**PROBLEM REQUIREMENTS:** Can you write out all the lines word for word, with no pictures?

┌──

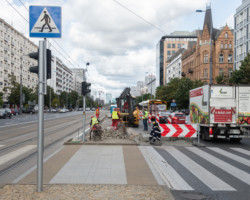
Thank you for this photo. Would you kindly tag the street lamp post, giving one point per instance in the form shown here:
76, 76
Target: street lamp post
211, 58
83, 105
21, 87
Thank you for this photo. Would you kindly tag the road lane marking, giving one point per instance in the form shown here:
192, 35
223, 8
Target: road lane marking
16, 153
205, 176
230, 155
246, 152
233, 171
171, 178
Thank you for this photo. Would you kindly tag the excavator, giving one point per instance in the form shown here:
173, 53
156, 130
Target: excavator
127, 106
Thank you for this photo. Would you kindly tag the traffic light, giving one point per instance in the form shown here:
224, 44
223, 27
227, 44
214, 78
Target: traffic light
34, 55
35, 69
85, 88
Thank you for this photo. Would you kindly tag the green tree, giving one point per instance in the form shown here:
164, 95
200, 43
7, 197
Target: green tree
242, 76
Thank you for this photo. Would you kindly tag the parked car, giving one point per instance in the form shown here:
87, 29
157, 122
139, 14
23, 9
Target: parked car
29, 110
177, 118
4, 113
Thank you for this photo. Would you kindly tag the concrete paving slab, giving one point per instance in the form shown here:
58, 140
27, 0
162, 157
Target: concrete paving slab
93, 165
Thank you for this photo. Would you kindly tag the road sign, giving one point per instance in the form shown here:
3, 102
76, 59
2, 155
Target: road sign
173, 104
45, 21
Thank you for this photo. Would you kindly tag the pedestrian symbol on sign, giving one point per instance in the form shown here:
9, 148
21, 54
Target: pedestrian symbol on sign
45, 23
46, 18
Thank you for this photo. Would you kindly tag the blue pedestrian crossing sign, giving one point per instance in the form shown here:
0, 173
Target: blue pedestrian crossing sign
45, 21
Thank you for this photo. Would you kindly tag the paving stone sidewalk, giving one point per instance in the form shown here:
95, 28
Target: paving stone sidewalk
86, 192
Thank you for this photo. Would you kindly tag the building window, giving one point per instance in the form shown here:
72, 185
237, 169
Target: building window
205, 58
230, 71
221, 72
230, 58
221, 58
205, 74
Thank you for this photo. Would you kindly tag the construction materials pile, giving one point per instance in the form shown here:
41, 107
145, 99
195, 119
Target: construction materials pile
109, 135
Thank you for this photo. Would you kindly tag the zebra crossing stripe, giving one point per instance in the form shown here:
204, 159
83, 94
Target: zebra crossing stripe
233, 171
231, 155
16, 153
246, 152
172, 179
209, 179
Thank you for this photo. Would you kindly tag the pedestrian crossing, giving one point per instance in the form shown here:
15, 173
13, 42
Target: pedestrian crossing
192, 168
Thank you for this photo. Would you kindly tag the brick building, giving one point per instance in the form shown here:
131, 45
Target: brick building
196, 60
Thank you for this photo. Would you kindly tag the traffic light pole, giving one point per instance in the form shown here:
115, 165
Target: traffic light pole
84, 118
40, 144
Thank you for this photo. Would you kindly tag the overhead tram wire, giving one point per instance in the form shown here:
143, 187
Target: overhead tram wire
159, 29
52, 39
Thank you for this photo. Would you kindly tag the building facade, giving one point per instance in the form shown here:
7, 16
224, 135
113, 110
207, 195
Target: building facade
196, 60
14, 61
241, 33
167, 47
174, 67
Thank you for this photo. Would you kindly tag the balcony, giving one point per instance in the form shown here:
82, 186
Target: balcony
190, 71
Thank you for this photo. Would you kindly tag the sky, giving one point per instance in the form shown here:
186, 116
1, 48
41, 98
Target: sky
117, 37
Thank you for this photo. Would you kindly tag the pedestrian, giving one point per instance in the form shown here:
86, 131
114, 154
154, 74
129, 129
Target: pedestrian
145, 119
115, 119
155, 134
97, 113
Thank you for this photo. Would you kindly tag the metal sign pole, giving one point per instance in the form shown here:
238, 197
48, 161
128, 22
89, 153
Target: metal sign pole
83, 119
40, 119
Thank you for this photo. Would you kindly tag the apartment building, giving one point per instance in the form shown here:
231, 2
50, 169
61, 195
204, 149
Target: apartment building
241, 33
14, 47
196, 60
166, 48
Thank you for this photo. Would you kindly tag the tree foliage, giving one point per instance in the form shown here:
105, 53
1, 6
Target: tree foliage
242, 76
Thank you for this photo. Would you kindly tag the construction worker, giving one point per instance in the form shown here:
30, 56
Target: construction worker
155, 134
145, 119
115, 119
97, 112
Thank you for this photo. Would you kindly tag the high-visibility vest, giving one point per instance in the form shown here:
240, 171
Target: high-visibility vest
94, 121
145, 116
115, 115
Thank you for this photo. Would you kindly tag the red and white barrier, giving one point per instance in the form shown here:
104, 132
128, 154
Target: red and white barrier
178, 130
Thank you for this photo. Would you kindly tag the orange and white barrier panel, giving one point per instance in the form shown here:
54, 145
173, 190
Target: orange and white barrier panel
178, 130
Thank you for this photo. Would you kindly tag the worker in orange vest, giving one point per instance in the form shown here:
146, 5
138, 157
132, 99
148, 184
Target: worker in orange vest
97, 112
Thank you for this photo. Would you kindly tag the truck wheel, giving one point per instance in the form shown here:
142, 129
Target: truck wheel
235, 140
204, 134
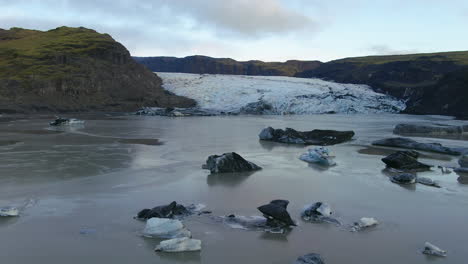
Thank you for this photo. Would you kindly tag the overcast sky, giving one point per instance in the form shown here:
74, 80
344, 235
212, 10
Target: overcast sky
270, 30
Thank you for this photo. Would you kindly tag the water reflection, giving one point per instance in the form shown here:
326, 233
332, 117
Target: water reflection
318, 167
276, 237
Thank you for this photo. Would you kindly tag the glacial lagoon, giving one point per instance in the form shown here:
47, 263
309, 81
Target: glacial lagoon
78, 189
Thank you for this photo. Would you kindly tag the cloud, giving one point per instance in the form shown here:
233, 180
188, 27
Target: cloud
237, 18
245, 17
386, 50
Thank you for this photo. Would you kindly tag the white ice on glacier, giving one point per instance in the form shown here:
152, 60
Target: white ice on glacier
286, 95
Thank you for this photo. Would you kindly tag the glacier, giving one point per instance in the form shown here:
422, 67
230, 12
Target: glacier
283, 95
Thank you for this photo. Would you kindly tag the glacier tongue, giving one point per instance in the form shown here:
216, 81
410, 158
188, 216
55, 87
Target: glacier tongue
286, 95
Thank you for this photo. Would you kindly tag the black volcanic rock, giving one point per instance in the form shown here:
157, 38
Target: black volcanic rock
74, 69
229, 162
412, 144
203, 64
314, 137
276, 211
406, 161
431, 83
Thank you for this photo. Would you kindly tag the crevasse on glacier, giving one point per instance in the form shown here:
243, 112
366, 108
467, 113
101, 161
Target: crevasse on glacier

└──

**EXERCISE SOLUTION:**
Thank you for this photo. Would you kindly tag the street lamp post, giving one point per instance in the form shown here:
76, 76
Target: street lamp post
211, 58
83, 105
21, 87
Thank you for this photo. Would you kindly tag the road lane marking, giving one point per instance in the form shown here:
192, 35
223, 8
Target: road lane marking
16, 153
205, 176
230, 155
246, 152
233, 171
171, 178
Thank you for this photo. Would you kindly tag the excavator, giving one point per instance in the form shown here:
173, 53
156, 130
Target: excavator
127, 106
Thank you for this photo. Would you kindly tag the traffic light, giving one point per instance in the form shown here:
224, 44
223, 27
227, 44
214, 78
Target: traffic light
34, 55
35, 69
85, 88
Thank you for this photo. Would you kindly tag the green tree, giving one point per instance in the form shown here:
164, 95
200, 43
7, 197
Target: green tree
242, 76
Thank you for this photo. Would you kindly tag the parked car, giving one point per instance in the form shown here:
87, 29
157, 122
139, 14
23, 9
Target: parked car
29, 110
177, 118
4, 113
Thank you for this photo. Would you kindly tag the concrete paving slab, giving one point per instance in the form shown here:
58, 140
27, 0
162, 157
Target: concrete paving slab
93, 165
Thank you for this photo. Would you kindly tag the road sign, giving one point per instance in the form shown here:
3, 102
76, 59
2, 155
Target: road sign
173, 104
45, 21
Thank you for this photo. Would you kindly tag the pedestrian symbol on sign, giving one point per instance in the form shown here:
9, 148
21, 54
Target: pedestrian symbol on sign
45, 23
46, 18
Thank you for this photo. Would you kindly tag the blue pedestrian crossing sign, giving one point per instance in the form shown here:
0, 173
Target: blue pedestrian crossing sign
45, 21
Thank you for this photo. Would you kindly tag the paving stone sidewalk, giving one point per instance in the form shown here:
95, 28
Target: paving stone sidewalk
86, 192
Thank you for this photo. Would you kindly tag the building window, giving one point per instance in the form shown here:
72, 185
237, 169
Target: building window
205, 58
230, 71
221, 72
230, 58
221, 58
205, 74
Thank you for this photo. Would you kindly tag the construction materials pile, giving one point per instance in the form shown here:
41, 107
145, 99
195, 119
Target: construction materials pile
109, 135
Thank you for this photo. Would you kindly tag the zebra crossing stripe, giving one point per instance in the form shown here:
204, 159
83, 94
Target: zebra crossing stripe
233, 171
231, 155
16, 153
246, 152
172, 179
209, 179
Thank you for this photo. Would you kindly tag the pedestrian crossing, giving one point per instance in the form shown here:
15, 173
13, 42
Target: pedestrian crossing
192, 168
Thank you for this photo. Would you kindly tag the brick building, giving one point per instance in the form shown here:
131, 45
Target: brick building
196, 60
Thank you for this photo. Would you kindly tag the traffic light pole, giving one point per instance in the form shown here:
115, 165
Target: traffic light pole
84, 118
40, 144
Thank you for this photo. Would you kindly tag the overhead tram wire, giving one point per instance in the form shown here:
143, 187
Target: overhead tram wire
159, 29
52, 39
Thank you for this photo. Would you kindly tag the building facade, giving one point per instance in the form shown here:
7, 16
224, 135
113, 110
207, 195
Target: building facade
196, 60
14, 61
241, 33
167, 47
174, 67
Thank you for this photo. Would you kindly tag the balcony, giving one point per instance in the form shown here:
82, 186
Target: balcony
190, 71
Thank you for this photo. Would you kindly tag the sky, giving one point per instance in the form shown here:
186, 116
1, 48
41, 98
Target: sky
117, 37
Thank you for this photo. Would you kindly tag the pedestrian, giving one point per instance in the form shown here:
86, 131
114, 154
154, 74
129, 129
Target: pedestrian
145, 119
115, 119
155, 134
97, 113
Thank you for this photo. Would you kindly tag the metal sign pole, giving one point per instance in the form shown here:
238, 197
48, 161
128, 22
89, 153
Target: metal sign pole
83, 119
40, 119
Thank you for this photo. Would you kindly tag the apartment building, giving one point per instance in the form shown here:
231, 2
50, 169
61, 195
204, 149
Target: apartment building
241, 33
14, 47
196, 60
166, 48
Thank you for this photo. Would you kindly tag the tree foliage, giving one point per instance in the form shown here:
105, 53
1, 6
Target: tree foliage
242, 76
Thank you for this photo. Would you kindly tag the construction worker, giving one point per instance in the form shown here:
30, 56
Target: construction worker
155, 134
145, 119
115, 119
97, 112
Thank you for this photo. Would you kindly tag the high-visibility vest, giving one point per instance in the form shown here:
240, 171
Target: high-visibility vest
94, 121
145, 116
115, 115
Thank you for this photo. Would you kindly tag the red and white barrier, giving one point per instance in the form shown here:
104, 132
128, 154
Target: red and white barrier
178, 130
Thank you for this photo. Would you kindly tag the orange and white barrier panel, giving one point per instance in the form shown here:
54, 145
173, 190
Target: orange and white barrier panel
178, 130
Thank you for this photo. Would you kindly tag the worker in orange vest, giving one point per instance in the form shown here:
146, 5
138, 157
132, 99
148, 184
Target: worker in orange vest
97, 112
Thank you for this photo. Would you kindly tag the truck wheel, giving one point per instance in the form shown here:
142, 129
Target: truck wheel
235, 140
204, 134
Thank you for this photo. Would you kindly tag the overcast sky, giving one point per instance in the form shown here:
74, 80
344, 235
212, 10
Target: overcast sky
270, 30
Thank you for this photo. Would you kindly tag the water reflection, giving one point per instance in the form shown here:
326, 233
332, 117
Target: water reflection
318, 167
276, 237
Thank you for this photo. Would you kindly tag the glacial lagoon, giving one point per instance in the form shown here:
47, 263
309, 81
Target: glacial lagoon
78, 189
Thank you for this photo. Would you kindly tag the cloud, giving one point per instance in the form shown here:
233, 180
188, 27
Target: cloud
237, 18
245, 17
386, 50
Thank you for this photo. Would you kindly tag the white ice on glacier, giving one point per instance in the form shown here:
152, 60
Target: white ice on glacier
286, 95
Thank you for this photo. Would you kindly tag the glacier, giving one point per instance in the form shown here:
422, 67
230, 12
Target: glacier
283, 95
Thank you for this photo. Would you kindly tag the glacier tongue, giving one point per instance in the form shown here:
216, 81
410, 158
188, 216
55, 87
Target: glacier tongue
286, 95
Thank you for this photo. Would you kindly tag the black volcanic rock, giving one point per instance in the form shown here:
157, 38
Target: black volcanic rock
74, 69
229, 162
412, 144
203, 64
314, 137
276, 211
406, 161
431, 83
Thank you for this photo. Would you kindly tag the crevasse on glacier, giving one point per instance in the form shown here:
243, 112
366, 108
467, 113
101, 161
Target: crevasse on glacier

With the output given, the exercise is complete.